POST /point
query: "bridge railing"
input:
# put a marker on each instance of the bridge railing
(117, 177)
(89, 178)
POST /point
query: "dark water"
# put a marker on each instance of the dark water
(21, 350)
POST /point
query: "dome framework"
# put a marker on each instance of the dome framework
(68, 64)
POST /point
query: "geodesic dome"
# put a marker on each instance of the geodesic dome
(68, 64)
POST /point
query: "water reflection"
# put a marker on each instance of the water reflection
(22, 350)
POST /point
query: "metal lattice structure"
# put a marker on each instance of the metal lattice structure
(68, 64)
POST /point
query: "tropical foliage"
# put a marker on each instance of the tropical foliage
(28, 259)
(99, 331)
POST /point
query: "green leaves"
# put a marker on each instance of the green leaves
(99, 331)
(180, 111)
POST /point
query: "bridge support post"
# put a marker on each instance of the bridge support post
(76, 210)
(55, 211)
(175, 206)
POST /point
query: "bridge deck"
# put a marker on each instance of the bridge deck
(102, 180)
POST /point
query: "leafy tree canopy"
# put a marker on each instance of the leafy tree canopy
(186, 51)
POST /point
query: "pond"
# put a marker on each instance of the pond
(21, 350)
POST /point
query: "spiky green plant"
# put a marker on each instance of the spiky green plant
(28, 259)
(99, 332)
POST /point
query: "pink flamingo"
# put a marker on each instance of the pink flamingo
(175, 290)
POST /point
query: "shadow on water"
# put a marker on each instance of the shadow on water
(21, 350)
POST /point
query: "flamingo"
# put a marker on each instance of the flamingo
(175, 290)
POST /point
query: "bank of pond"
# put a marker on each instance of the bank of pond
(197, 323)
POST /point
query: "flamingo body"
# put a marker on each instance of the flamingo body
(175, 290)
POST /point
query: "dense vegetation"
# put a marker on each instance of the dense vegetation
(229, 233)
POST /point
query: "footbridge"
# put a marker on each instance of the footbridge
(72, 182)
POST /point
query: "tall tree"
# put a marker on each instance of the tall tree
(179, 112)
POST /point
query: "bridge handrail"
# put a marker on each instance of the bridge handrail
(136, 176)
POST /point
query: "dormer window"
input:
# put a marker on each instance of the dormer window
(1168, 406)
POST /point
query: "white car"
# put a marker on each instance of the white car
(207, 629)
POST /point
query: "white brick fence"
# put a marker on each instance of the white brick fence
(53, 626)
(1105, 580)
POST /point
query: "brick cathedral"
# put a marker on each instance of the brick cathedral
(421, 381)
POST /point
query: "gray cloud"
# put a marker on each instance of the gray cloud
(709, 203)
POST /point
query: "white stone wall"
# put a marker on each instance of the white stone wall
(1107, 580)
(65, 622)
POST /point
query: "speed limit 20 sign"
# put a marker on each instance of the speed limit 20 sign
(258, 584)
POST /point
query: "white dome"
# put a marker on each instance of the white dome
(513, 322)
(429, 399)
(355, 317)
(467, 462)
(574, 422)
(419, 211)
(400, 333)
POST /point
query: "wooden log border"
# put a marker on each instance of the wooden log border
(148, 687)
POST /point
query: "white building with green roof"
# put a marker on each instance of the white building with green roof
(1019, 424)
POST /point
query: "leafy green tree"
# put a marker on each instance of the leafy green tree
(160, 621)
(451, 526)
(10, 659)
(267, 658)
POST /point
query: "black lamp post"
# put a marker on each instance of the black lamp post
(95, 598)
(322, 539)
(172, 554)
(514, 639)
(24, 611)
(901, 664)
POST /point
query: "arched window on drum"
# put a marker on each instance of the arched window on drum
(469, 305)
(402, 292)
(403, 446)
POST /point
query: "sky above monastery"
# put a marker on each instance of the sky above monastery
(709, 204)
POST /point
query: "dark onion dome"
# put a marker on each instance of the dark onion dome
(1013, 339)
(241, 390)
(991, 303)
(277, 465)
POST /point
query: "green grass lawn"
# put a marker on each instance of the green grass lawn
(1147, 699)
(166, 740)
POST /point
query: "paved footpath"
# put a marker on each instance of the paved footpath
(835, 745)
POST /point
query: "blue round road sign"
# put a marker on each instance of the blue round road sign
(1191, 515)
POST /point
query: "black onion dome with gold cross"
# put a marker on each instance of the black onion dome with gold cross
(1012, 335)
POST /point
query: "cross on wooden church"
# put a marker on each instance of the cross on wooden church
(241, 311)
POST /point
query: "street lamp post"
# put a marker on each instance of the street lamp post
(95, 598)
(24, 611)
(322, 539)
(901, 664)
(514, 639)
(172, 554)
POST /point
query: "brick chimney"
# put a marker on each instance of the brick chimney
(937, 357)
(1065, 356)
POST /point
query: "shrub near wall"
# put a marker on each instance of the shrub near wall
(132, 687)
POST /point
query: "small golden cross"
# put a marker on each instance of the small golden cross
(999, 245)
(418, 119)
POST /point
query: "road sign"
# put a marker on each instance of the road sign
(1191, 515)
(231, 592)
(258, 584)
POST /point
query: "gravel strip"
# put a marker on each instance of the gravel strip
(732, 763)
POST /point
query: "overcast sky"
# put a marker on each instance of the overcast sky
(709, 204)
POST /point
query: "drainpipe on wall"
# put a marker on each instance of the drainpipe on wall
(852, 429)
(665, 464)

•••

Write the entire listing out again, word for word.

§ **Task answer**
POST /point
query: "bridge railing"
input:
# put a marker on each instance of the bridge railing
(117, 177)
(89, 178)
POST /point
query: "dark water"
# put a marker on each instance of the dark water
(21, 350)
POST /point
query: "dome framework"
# put a marker on each instance of the dome framework
(68, 64)
POST /point
query: "geodesic dome"
# put a marker on each instance of the geodesic dome
(68, 64)
POST /point
query: "water reflection"
# put a marker on each instance of the water reflection
(22, 350)
POST /point
query: "metal lattice structure"
# put a marker on each instance of the metal lattice structure
(68, 64)
POST /point
query: "tropical foliage"
# put a marker on each instance of the tropical foliage
(28, 259)
(99, 331)
POST /point
query: "green leaves"
# put a marker on each instance of the green leaves
(99, 331)
(180, 111)
POST /point
query: "bridge support post"
# put a marker on each instance of the bridge support post
(76, 210)
(55, 211)
(175, 206)
POST /point
query: "bridge deck"
# put a marker on each instance of the bridge deck
(102, 180)
POST /point
query: "leafy tree canopy"
# put a marker on each instance of the leafy tree canopy
(186, 51)
POST /point
query: "pond"
# put a marker on each instance of the pond
(21, 350)
POST /point
query: "spiky green plant"
# put a marker on each instance of the spiky green plant
(28, 259)
(99, 332)
POST /point
query: "pink flamingo"
# put a marker on each instance of the pink flamingo
(175, 290)
POST /point
query: "shadow on water"
# put a marker on each instance of the shadow on water
(21, 350)
POST /point
query: "flamingo"
# put a marker on each instance of the flamingo
(175, 290)
POST /point
query: "bank of pond"
# put a marker on each instance of the bank of pond
(197, 323)
POST /point
query: "flamingo body"
# put a marker on each instance of the flamingo body
(175, 290)
POST /point
query: "dense vegetation"
# put a marker on each instance of the dense vegetation
(229, 233)
POST /point
query: "footbridge"
# put a marker on each instance of the footbridge
(72, 182)
POST /point
query: "tall tree"
# put a marker on each instance of the tall tree
(179, 112)
POST /point
query: "bridge handrail"
# put a marker on each instance of the bridge handrail
(136, 176)
POST /point
query: "dormer window"
input:
# put a marker on each instance of the dormer window
(1168, 406)
POST /point
query: "white car"
# put a marker on each instance of the white car
(207, 629)
POST /point
query: "white brick fence"
# put a marker on each instance of the white brick fence
(53, 626)
(1105, 580)
POST /point
query: "brick cathedral"
# put a marker on each instance of the brick cathedral
(421, 381)
POST /point
query: "gray cloud"
# put a marker on each instance of the gray cloud
(709, 203)
POST /point
query: "white stone wall"
# put a marker on each instance of the white stone wall
(1107, 580)
(65, 622)
POST /point
query: "speed limit 20 sign"
# put a marker on each instance of the speed limit 20 sign
(258, 584)
POST /point
query: "white dome"
# put a marker on each instance of the white dome
(513, 322)
(429, 399)
(355, 317)
(467, 462)
(574, 422)
(419, 211)
(400, 333)
POST /point
query: "wooden log border"
# put a marker on each instance of the wooden log border
(148, 687)
POST /point
query: "white building with green roof"
# put a marker on each instance of the white building with green roof
(1019, 424)
POST /point
query: "leafy green tree"
# put a marker on each instance of the leafy green tree
(160, 621)
(451, 526)
(10, 659)
(267, 658)
POST /point
query: "black lamp post"
# put a marker on each instance of the black lamp post
(95, 598)
(322, 539)
(172, 554)
(514, 639)
(24, 611)
(901, 664)
POST /point
query: "arched window on drum"
# put a marker on each instance of the arched window on drum
(469, 305)
(402, 292)
(403, 446)
POST /point
query: "sky above monastery"
# put a marker on each instance of the sky above monastery
(709, 204)
POST /point
query: "dark onion dome"
# put a marker on each instance of the dark onion dome
(1013, 339)
(241, 390)
(991, 303)
(277, 465)
POST /point
query: "green grass lawn"
# put a marker on each instance of the green grass lawn
(1147, 699)
(166, 740)
POST /point
query: "paved footpath"
# put a marker on each instance of the paved footpath
(835, 745)
POST /point
query: "blue round road sign"
# put a marker on each instance of the blue round road sign
(1191, 515)
POST /point
query: "black onion dome with gold cross"
# put a marker on each instance of the black onion dome with gold cross
(1012, 335)
POST /point
query: "cross on wooden church"
# put a marker on each instance of the cross on wooden church
(241, 311)
POST /point
query: "street lamp post"
# put a marker on each instance of the street lamp post
(95, 598)
(24, 611)
(322, 539)
(901, 664)
(514, 639)
(172, 554)
POST /point
query: "brick chimney"
# put a marker on each instance of the brick chimney
(937, 357)
(1065, 356)
POST /point
query: "shrub near wall"
# put a marker on each instance of the shrub near wall
(132, 687)
POST /point
query: "small golden cross"
# put a marker on each instance of the small golden cross
(999, 245)
(418, 119)
POST /point
query: "road sign"
# put a marker on each instance of the road sign
(1191, 515)
(231, 592)
(258, 584)
POST /point
query: "gravel strip"
# put a marker on each instance of the gravel strip
(732, 763)
POST /point
query: "overcast sky"
# put a marker on each instance of the overcast sky
(709, 204)
POST /point
query: "drainpipe on wall"
# put a marker on each instance of the drainpipe on wall
(852, 429)
(665, 464)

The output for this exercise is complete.